■ **Given problem**
Convert the data below into a JSON list of strings, one string per line and no blank lines, covering all of it. Leave the pictures out of the answer.

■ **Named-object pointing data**

[START]

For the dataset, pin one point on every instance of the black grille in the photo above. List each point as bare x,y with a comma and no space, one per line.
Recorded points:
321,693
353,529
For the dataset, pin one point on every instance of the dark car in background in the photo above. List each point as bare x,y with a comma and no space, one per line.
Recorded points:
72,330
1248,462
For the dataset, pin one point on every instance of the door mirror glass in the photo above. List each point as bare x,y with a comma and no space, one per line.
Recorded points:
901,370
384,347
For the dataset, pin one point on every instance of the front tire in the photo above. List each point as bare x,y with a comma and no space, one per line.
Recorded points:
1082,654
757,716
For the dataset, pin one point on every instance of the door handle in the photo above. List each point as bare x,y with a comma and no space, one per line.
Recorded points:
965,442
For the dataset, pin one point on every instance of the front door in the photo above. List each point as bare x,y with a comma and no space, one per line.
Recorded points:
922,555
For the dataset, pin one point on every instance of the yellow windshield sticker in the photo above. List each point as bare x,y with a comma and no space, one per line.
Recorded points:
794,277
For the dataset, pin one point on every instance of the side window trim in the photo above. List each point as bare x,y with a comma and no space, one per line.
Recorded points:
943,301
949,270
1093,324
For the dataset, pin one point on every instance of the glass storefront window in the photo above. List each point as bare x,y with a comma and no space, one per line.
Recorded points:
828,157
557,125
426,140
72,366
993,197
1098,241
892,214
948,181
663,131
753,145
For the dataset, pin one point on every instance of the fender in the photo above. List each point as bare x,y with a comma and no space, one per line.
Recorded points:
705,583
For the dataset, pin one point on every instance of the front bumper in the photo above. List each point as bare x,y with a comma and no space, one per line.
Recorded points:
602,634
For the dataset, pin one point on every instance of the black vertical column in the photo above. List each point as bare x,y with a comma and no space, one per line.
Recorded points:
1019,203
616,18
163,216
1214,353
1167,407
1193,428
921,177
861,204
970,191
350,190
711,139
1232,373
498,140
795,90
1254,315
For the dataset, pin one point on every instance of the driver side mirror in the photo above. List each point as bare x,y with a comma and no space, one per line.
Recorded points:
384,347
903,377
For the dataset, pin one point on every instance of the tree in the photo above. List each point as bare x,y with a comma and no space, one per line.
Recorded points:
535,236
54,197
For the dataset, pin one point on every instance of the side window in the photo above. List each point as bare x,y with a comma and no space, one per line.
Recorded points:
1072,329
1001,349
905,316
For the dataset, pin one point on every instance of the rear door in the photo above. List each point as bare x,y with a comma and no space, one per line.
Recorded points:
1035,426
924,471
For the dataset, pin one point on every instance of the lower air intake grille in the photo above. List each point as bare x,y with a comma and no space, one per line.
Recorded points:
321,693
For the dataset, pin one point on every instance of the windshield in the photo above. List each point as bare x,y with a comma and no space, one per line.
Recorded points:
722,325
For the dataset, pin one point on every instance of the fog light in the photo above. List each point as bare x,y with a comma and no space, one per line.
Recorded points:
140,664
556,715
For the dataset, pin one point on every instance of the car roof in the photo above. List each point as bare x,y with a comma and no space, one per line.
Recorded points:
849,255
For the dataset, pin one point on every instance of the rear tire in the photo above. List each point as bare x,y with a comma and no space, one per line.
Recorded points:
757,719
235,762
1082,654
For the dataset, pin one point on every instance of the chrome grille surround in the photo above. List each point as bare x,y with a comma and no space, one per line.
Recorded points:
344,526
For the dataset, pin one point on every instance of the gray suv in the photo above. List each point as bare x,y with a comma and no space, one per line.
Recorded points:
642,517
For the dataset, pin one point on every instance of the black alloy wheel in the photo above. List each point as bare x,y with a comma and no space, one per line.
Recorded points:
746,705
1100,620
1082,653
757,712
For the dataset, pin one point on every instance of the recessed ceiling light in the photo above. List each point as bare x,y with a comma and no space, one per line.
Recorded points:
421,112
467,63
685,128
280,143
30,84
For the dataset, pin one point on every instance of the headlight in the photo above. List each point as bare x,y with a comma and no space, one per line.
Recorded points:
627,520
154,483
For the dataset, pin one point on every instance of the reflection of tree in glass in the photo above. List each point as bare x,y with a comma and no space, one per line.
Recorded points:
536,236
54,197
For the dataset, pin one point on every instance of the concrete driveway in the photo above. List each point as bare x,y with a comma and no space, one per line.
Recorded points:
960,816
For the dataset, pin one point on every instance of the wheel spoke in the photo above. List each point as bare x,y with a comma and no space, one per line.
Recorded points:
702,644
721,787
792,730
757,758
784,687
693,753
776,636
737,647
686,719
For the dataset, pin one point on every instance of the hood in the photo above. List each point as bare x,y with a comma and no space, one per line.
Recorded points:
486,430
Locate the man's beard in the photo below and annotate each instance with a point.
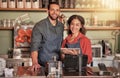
(53, 18)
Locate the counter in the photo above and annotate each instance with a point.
(24, 72)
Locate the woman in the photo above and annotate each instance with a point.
(76, 38)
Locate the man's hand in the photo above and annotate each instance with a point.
(35, 67)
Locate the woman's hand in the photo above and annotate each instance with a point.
(35, 67)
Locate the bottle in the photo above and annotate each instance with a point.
(10, 53)
(54, 68)
(20, 4)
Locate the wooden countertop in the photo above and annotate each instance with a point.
(24, 72)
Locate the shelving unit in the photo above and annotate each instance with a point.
(67, 10)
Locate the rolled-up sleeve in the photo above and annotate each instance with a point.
(36, 38)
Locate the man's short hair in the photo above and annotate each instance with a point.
(52, 3)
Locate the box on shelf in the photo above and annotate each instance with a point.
(4, 4)
(20, 3)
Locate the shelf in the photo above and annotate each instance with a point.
(64, 10)
(6, 28)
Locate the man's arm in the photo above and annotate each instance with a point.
(35, 64)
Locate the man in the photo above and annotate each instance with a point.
(47, 36)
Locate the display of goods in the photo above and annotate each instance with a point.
(22, 35)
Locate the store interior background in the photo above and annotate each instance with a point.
(6, 36)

[END]

■ **Solution to this exercise**
[
  "For the dataset, pin one point on every instance of the black grille in the photo above. List each point as bare x,y with a comma and no space, one per line.",
  "Recorded points:",
  "321,693",
  "353,529",
  "For the dataset, pin one point on every instance of the dark car in background in the photo above. List each point as bare x,y with a comma and no space, one per line.",
  "Recorded points:",
  "72,330",
  "1248,462",
  "For the dataset, pin one point on every instance of the door mirror glass in the photo above. List each point as bare x,y with a comma and no space, one per line.",
  "Recorded points:",
  "901,370",
  "384,347",
  "For the dataset, pin one point on every instance of the front tire in the photo above. List each point as bare x,y with a comma and no space, one per line.",
  "Recorded points:",
  "1082,654",
  "757,716",
  "For the dataset, pin one point on every instance of the door handle in the photo above. List each point as bare x,y with a comma and no space, one per line.",
  "Recorded points:",
  "965,442",
  "For the dataset, pin one point on every instance of the front door in the photo above. List each point as bare x,y with a comma and no space, one per line.",
  "Recorded points:",
  "922,555",
  "For the dataset, pin one point on every instance of the yellow windshield sticker in the photo above. List each point as bare x,y with a comma and no space, one per line.",
  "Recorded points:",
  "794,277",
  "For the dataset, pin one point on every instance of the side window trim in the photo above. List each point as bare x,y with a comma and no space, one per line.",
  "Recorded points:",
  "943,301",
  "949,270",
  "1093,324",
  "For the dataset, pin one point on every instance of the glass storefront window in the photo above. List each point as bare x,y with a comma and no space, one per line.",
  "Recorded points:",
  "828,157",
  "557,125",
  "426,140",
  "72,366",
  "993,197",
  "1098,241",
  "892,214",
  "948,181",
  "663,131",
  "753,145",
  "For the dataset, pin one point on every instance of the fender in the photo above. List each point as bare x,y with a comma and no space, one per line.",
  "Recorded points:",
  "705,583",
  "For the dataset, pin one point on every instance of the front bumper in the photo above. List each point as bare x,y with a comma and no space, one per line.",
  "Recorded points:",
  "602,634",
  "For the dataset, pin one point on every instance of the black vertical column in the photo above. List each point as bare x,y with a comma and no space, one per line.",
  "Recorded points:",
  "1019,203",
  "616,18",
  "163,216",
  "1214,353",
  "1167,407",
  "1193,428",
  "921,177",
  "861,204",
  "970,191",
  "350,190",
  "711,139",
  "1232,373",
  "498,140",
  "795,90",
  "1254,315",
  "For the dataset, pin one point on every instance of the driver side mirror in the photo above. List each point as bare x,y with a comma and no space, one per line.",
  "Recorded points:",
  "384,347",
  "903,377",
  "For the dataset, pin one point on every instance of the tree in the photo above. List each point as bare x,y with a comma and no space, one per line.",
  "Recorded points:",
  "535,236",
  "54,197",
  "For the dataset, pin one point on every instance of the side window in the photo above. List each point as bare x,y with a comma and no space, one per line.",
  "Recorded points:",
  "1072,329",
  "1001,349",
  "905,316",
  "For the dataset, pin one point on every instance of the rear door in the photo above. List each point as bare x,y with a comma and no space, one per line.",
  "Recorded points:",
  "1035,426",
  "924,471",
  "For the dataset, pin one point on every instance of the lower air intake grille in the photo above. List each point as bare x,y with a comma and no space, one per line.",
  "Recorded points:",
  "321,693",
  "For the dataset, pin one point on every instance of the windshield in the photo above. List each point as bare x,y with a comma and no space, one per line.",
  "Recorded points:",
  "722,325",
  "For the dataset, pin one point on every instance of the fog light in the photo above. List each point as bare x,y with a comma and no space, one per line.",
  "Recorded points:",
  "140,664",
  "556,715",
  "For the dataset, pin one point on every instance of the car roof in the photo above. List each point as bare x,y with a comma and no space, one per line.",
  "Recorded points:",
  "849,255",
  "For the dataset, pin one point on every instance of the rear tire in the photo above. List each point as bare x,y with a comma and no space, one per line.",
  "Recorded points:",
  "757,719",
  "235,762",
  "1082,654",
  "For the dataset, pin one point on every instance of the chrome grille surround in the photo above. List each point as bare x,y with a comma and no space, one per line.",
  "Recorded points:",
  "344,526",
  "For the dataset, pin one point on every instance of the gray suv in the photo above. List each point as bare x,y with a comma and no space, one per line.",
  "Recorded points:",
  "642,517",
  "For the dataset, pin one point on every instance of the black alloy wheel in the photo above. List each point as bare x,y with a comma and no space, one per line.",
  "Recorded points:",
  "746,705",
  "1100,620",
  "1082,653",
  "757,712",
  "For the dataset, pin one point on every instance of the recessed ceiling light in the photo above. List each point as bare x,y with a comma and no space, one per line.",
  "Recorded points:",
  "421,112",
  "467,63",
  "685,128",
  "280,143",
  "30,84",
  "For the dataset, pin one point on every instance of the headlight in the photo above. List each point as bare x,y with a comma and no space, one per line.",
  "Recorded points:",
  "627,520",
  "154,483",
  "For the dataset, pin one point on every instance of the reflection of tree in glass in the photo above. List each point as bare x,y with a comma and no space, one per line.",
  "Recorded points:",
  "536,236",
  "54,197",
  "For the dataset, pin one point on every instance of the concrete driveway in the photo above. List each point as bare x,y with a comma and no space, one per line.",
  "Recorded points:",
  "960,816",
  "For the dataset, pin one point on every instance of the wheel spoke in the photo above. List each point as bare x,y with a comma and no space, one per line.",
  "Recorded points:",
  "702,644",
  "721,787",
  "792,730",
  "757,758",
  "784,687",
  "693,753",
  "776,636",
  "737,647",
  "686,719",
  "For the dataset, pin one point on every instance of the hood in the photo above. List each point as bare x,y with a comma and no space, one per line.",
  "Recorded points:",
  "486,430",
  "Locate the man's beard in the photo below and annotate each instance with a point.",
  "(53, 18)",
  "Locate the counter in the photo above and annotate each instance with a point.",
  "(24, 72)",
  "Locate the woman in the photo above and annotate each instance with a point.",
  "(76, 38)",
  "Locate the man's hand in the photo above and annotate each instance with a point.",
  "(35, 67)",
  "Locate the woman's hand in the photo above and annotate each instance with a point.",
  "(35, 67)",
  "Locate the bottle in the photo above and annotate each instance with a point.",
  "(10, 53)",
  "(54, 68)",
  "(20, 4)",
  "Locate the wooden countertop in the photo above and annotate each instance with a point.",
  "(24, 72)",
  "Locate the shelving unit in the photo above and annotate each instance with a point.",
  "(67, 10)",
  "Locate the rolled-up sleeve in the photo above and annotate each instance with a point.",
  "(36, 38)",
  "Locate the man's short hair in the photo above and annotate each instance with a point.",
  "(52, 3)",
  "Locate the box on shelf in the photo above and annotate each instance with a point.",
  "(4, 4)",
  "(20, 3)",
  "Locate the shelf in the photo above and annotate each instance with a point.",
  "(64, 10)",
  "(6, 28)",
  "Locate the man's arm in the photo above and annotate each instance with a point.",
  "(35, 64)",
  "Locate the man in the photo above and annotate each instance with a point.",
  "(47, 36)",
  "Locate the display of goods in the photo above and annotate each instance with a point.",
  "(22, 35)",
  "Locate the store interior background in the photo above and annotate each instance with a point.",
  "(6, 36)"
]